__GOALS__
#1 Please quote the Hand It Down article word for word, starting at "- Genre: Country;" and ending at "Best Country Album.".
#2 Using the Hand It Down article, explain in one to three sentences why Hand It Down sits between "James Blundell (1989)" and "This Road (1992)" in the chronology row.

__TEXT BLOCK__
****************

Studio album by James Blundell
- Released: July 1990
- Studio: Festival; 301; Sussex; (Sydney)
- Genre: Country; contemporary country;
- Length: 37:14
- Label: EMI
- Producer: Garth Porter

James Blundell chronology
| James Blundell (1989) | Hand It Down (1990) | This Road (1992) |

Singles from Hand It Down
- "Age of Grace" Released: July 1990; "The Blue Heeler" Released: October 1990; "Water" Released: 1991; "Time on His Hands" Released: 16 September 1991;

= Hand It Down =

Hand It Down is the second studio album by Australian country music singer-songwriter James Blundell, released in July 1990 by EMI. It was produced by Garth Porter The album peaked at number 50 on the ARIA albums chart. It provided four singles "Age of Grace" (July 1990), "The Blue Heeler" (October), "Water" (1991) and "Time on His Hands" (September). At the 1991 ARIA Music Awards Hand It Down won Best Country Album.

****************

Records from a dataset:
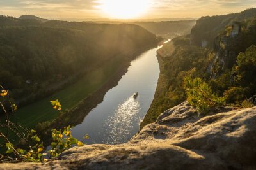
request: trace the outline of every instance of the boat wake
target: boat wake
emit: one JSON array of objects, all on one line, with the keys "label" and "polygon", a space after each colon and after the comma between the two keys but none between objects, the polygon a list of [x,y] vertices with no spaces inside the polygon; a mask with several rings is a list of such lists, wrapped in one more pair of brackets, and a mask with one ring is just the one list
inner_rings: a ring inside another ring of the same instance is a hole
[{"label": "boat wake", "polygon": [[118,144],[126,142],[126,136],[133,133],[134,122],[140,123],[140,104],[133,96],[130,97],[124,103],[120,104],[115,111],[113,115],[108,117],[105,122],[108,131],[104,132],[109,144]]}]

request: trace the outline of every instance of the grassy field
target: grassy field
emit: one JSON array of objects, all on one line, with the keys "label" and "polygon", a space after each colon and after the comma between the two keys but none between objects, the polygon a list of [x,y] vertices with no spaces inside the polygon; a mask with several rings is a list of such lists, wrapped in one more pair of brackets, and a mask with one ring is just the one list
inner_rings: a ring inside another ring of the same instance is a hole
[{"label": "grassy field", "polygon": [[29,129],[35,127],[39,122],[52,121],[58,117],[58,111],[52,108],[50,101],[58,99],[62,104],[63,110],[70,109],[106,83],[118,67],[116,61],[105,63],[61,91],[18,109],[15,113],[17,122]]}]

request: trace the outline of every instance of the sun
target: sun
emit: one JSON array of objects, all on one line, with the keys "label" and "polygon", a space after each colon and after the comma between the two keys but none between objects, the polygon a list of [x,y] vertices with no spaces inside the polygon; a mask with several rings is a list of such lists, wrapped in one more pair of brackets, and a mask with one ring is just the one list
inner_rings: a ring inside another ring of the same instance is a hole
[{"label": "sun", "polygon": [[113,18],[130,19],[147,11],[150,0],[102,0],[100,8]]}]

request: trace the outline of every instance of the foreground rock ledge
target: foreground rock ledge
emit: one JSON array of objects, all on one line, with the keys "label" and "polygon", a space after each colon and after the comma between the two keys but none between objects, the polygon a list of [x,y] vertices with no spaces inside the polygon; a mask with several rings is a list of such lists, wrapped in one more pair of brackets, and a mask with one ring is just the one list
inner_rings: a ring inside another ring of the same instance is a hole
[{"label": "foreground rock ledge", "polygon": [[202,117],[184,103],[127,143],[76,147],[43,164],[0,169],[256,169],[256,107],[232,110]]}]

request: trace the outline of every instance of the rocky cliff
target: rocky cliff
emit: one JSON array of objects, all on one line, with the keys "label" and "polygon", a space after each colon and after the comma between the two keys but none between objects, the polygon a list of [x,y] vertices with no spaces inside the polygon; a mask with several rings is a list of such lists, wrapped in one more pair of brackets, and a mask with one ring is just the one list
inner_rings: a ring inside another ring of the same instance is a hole
[{"label": "rocky cliff", "polygon": [[241,13],[202,17],[191,29],[191,44],[212,48],[215,38],[225,27],[232,25],[234,21],[253,19],[255,13],[256,8],[251,8]]},{"label": "rocky cliff", "polygon": [[183,103],[127,143],[76,147],[43,164],[0,169],[255,169],[255,127],[256,107],[216,108],[204,116]]},{"label": "rocky cliff", "polygon": [[256,19],[246,22],[233,22],[214,41],[215,59],[212,65],[212,78],[226,70],[231,70],[236,64],[240,52],[244,52],[252,44],[256,44]]}]

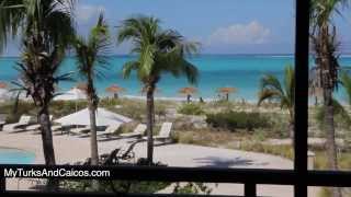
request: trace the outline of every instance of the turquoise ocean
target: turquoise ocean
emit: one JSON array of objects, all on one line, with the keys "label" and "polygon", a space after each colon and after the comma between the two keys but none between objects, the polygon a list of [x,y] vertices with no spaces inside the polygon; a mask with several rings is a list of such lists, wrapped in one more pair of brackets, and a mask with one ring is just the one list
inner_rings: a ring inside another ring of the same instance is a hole
[{"label": "turquoise ocean", "polygon": [[[125,62],[133,59],[132,56],[114,56],[110,58],[110,65],[104,71],[104,78],[97,79],[97,89],[100,95],[106,95],[105,88],[116,83],[126,89],[124,95],[141,96],[141,84],[136,79],[135,73],[129,79],[123,79],[122,67]],[[14,81],[19,78],[14,69],[19,58],[0,58],[0,81]],[[222,86],[235,86],[238,91],[231,99],[254,102],[259,90],[260,79],[265,73],[272,73],[280,79],[283,78],[284,67],[294,65],[294,57],[286,55],[200,55],[189,58],[200,70],[200,79],[196,88],[199,89],[195,97],[216,99],[216,90]],[[76,60],[73,57],[66,58],[59,70],[60,73],[76,71]],[[313,61],[312,61],[313,62]],[[341,57],[342,66],[351,65],[351,57]],[[72,88],[77,82],[82,81],[78,76],[75,81],[60,82],[59,91],[65,92]],[[158,83],[158,97],[181,97],[179,89],[189,86],[184,78],[173,78],[170,74],[162,76]],[[337,96],[343,99],[342,90]]]}]

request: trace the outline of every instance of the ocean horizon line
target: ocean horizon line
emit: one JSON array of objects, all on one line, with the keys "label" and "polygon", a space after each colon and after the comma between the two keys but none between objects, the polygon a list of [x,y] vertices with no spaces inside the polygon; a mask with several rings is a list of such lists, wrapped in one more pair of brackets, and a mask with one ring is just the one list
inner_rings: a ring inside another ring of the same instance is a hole
[{"label": "ocean horizon line", "polygon": [[[264,57],[294,57],[294,54],[251,54],[251,53],[248,53],[248,54],[195,54],[195,55],[189,55],[188,57],[199,57],[199,56],[234,56],[234,57],[259,57],[259,56],[264,56]],[[310,55],[312,56],[312,55]],[[0,56],[0,59],[1,58],[20,58],[21,56]],[[76,56],[66,56],[66,58],[75,58]],[[133,55],[133,54],[115,54],[115,55],[110,55],[107,57],[137,57],[137,55]],[[351,54],[341,54],[340,57],[351,57]]]}]

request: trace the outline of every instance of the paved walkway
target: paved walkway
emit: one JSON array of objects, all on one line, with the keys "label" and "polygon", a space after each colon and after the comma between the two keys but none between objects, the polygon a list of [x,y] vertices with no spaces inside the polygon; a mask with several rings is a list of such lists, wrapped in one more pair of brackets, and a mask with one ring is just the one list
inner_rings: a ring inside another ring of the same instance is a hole
[{"label": "paved walkway", "polygon": [[[133,139],[121,139],[99,142],[99,153],[109,153],[112,150],[125,146]],[[10,134],[0,131],[1,147],[18,148],[32,151],[36,154],[34,163],[43,164],[44,157],[42,150],[42,140],[39,135],[33,132]],[[89,158],[90,148],[89,138],[79,138],[77,136],[54,136],[54,148],[58,164],[73,163]],[[138,143],[135,147],[137,158],[146,157],[146,142]],[[205,167],[245,167],[245,169],[292,169],[293,163],[290,160],[238,150],[207,148],[190,144],[168,144],[155,147],[155,161],[167,163],[169,166],[205,166]],[[10,189],[26,189],[30,183],[18,185],[18,181],[9,181]],[[222,195],[242,195],[244,187],[239,184],[210,184],[213,188],[212,194]],[[165,189],[169,192],[171,188]],[[291,186],[268,186],[259,185],[258,194],[262,196],[293,196]],[[316,196],[316,189],[310,190],[310,196]]]}]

****************

__THE RESPONSES__
#1
- Genre: Country; contemporary country;
- Length: 37:14
- Label: EMI
- Producer: Garth Porter

James Blundell chronology
| James Blundell (1989) | Hand It Down (1990) | This Road (1992) |

Singles from Hand It Down
- "Age of Grace" Released: July 1990; "The Blue Heeler" Released: October 1990; "Water" Released: 1991; "Time on His Hands" Released: 16 September 1991;

= Hand It Down =

Hand It Down is the second studio album by Australian country music singer-songwriter James Blundell, released in July 1990 by EMI. It was produced by Garth Porter The album peaked at number 50 on the ARIA albums chart. It provided four singles "Age of Grace" (July 1990), "The Blue Heeler" (October), "Water" (1991) and "Time on His Hands" (September). At the 1991 ARIA Music Awards Hand It Down won Best Country Album.

#2 Hand It Down is James Blundell's second studio album, released in July 1990. That places it after his 1989 album James Blundell and before This Road from 1992.